=== SOURCE EXCERPT ===
┏━━
Americans are shocked by the cost, waste and inefficiency of the healthcare system. No such shocks with higher education – because the information is all carefully concealed from the public. While the systems and data exist to allow students and parents to do rational comparisons of costs and benefits, that information is secreted by universities with the connivance of government.
The most reactionary education lobby in Washington, D.C., isn’t located at the 16th Street headquarters of the National Education Association, the nation’s largest teachers’ union. It’s less than a mile away, at 1 Dupont Circle. That’s where the American Council on Education (ACE), the National Association of Independent Colleges and Universities (NAICU), and a host of other alphabet-soup organizations conspire to maintain higher education secrecy at all costs. Long-established colleges that enjoy the benefits of the existing, information-starved reputation market dominate 1 Dupont.
Three recent examples illustrate the lengths to which they’ll go. To get colleges to participate in their surveys and tests, NSSE and the CLA had to strike a bargain. Colleges would control the results–the data would remain secret unless colleges chose otherwise. Then, in 2006, Mark Schneider, the commissioner of the Department of Education’s National Center for Education Statistics, proposed adding some new questions to the annual survey all colleges are required to fill out in exchange for federal funds. Colleges would be asked if they participated in surveys and tests like NSSE and the CLA. If the college answered “yes,” and had already chosen to make the data public, it would be asked to provide a link to the appropriate Web address. It would not be required to participate in any test or survey not of its choosing, or disclose any new information. It would just have to tell people where to find the information it had already, voluntarily, disclosed. One Dupont Circle rose up in anger and the proposal was summarily squashed. For his temerity, Schneider was nearly fired.
┗━━
=== SUPPLIED INFORMATION ===
┏━━
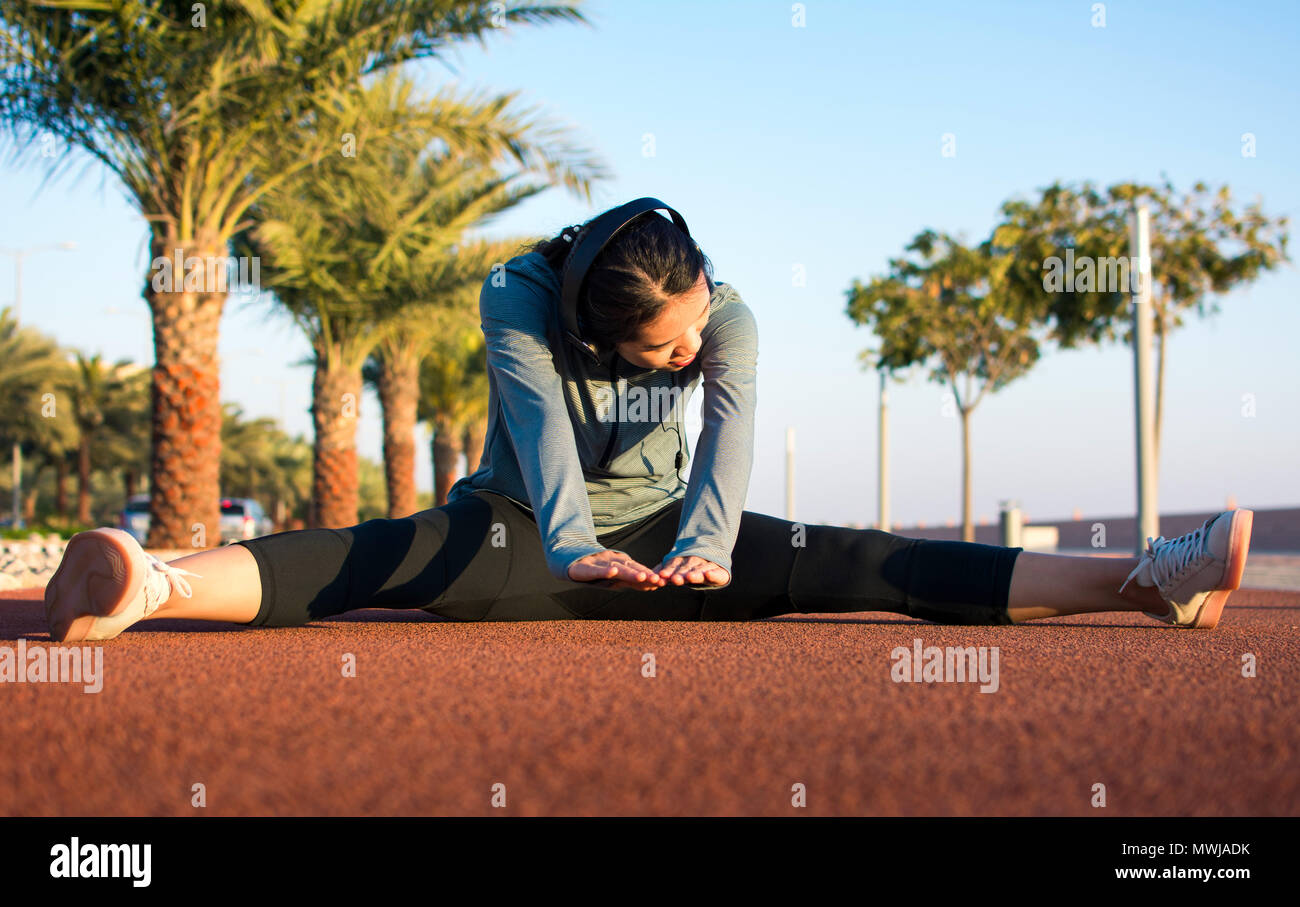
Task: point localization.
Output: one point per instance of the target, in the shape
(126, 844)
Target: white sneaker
┗━━
=== WRITTEN TASK A ===
Answer these questions from the text on higher education secrecy:
(i) On what street is the National Education Association headquartered?
(ii) At what address are the American Council on Education and the National Association of Independent Colleges and Universities located?
(iii) In what year did Mark Schneider propose adding new questions to the annual survey?
=== WRITTEN TASK B ===
Please reproduce the text on higher education secrecy word for word, starting with "The most reactionary" and going on through "dominate 1 Dupont.".

=== CORRECT RESPONSE A ===
(i) 16th Street
(ii) 1 Dupont Circle
(iii) 2006

=== CORRECT RESPONSE B ===
The most reactionary education lobby in Washington, D.C., isn’t located at the 16th Street headquarters of the National Education Association, the nation’s largest teachers’ union. It’s less than a mile away, at 1 Dupont Circle. That’s where the American Council on Education (ACE), the National Association of Independent Colleges and Universities (NAICU), and a host of other alphabet-soup organizations conspire to maintain higher education secrecy at all costs. Long-established colleges that enjoy the benefits of the existing, information-starved reputation market dominate 1 Dupont.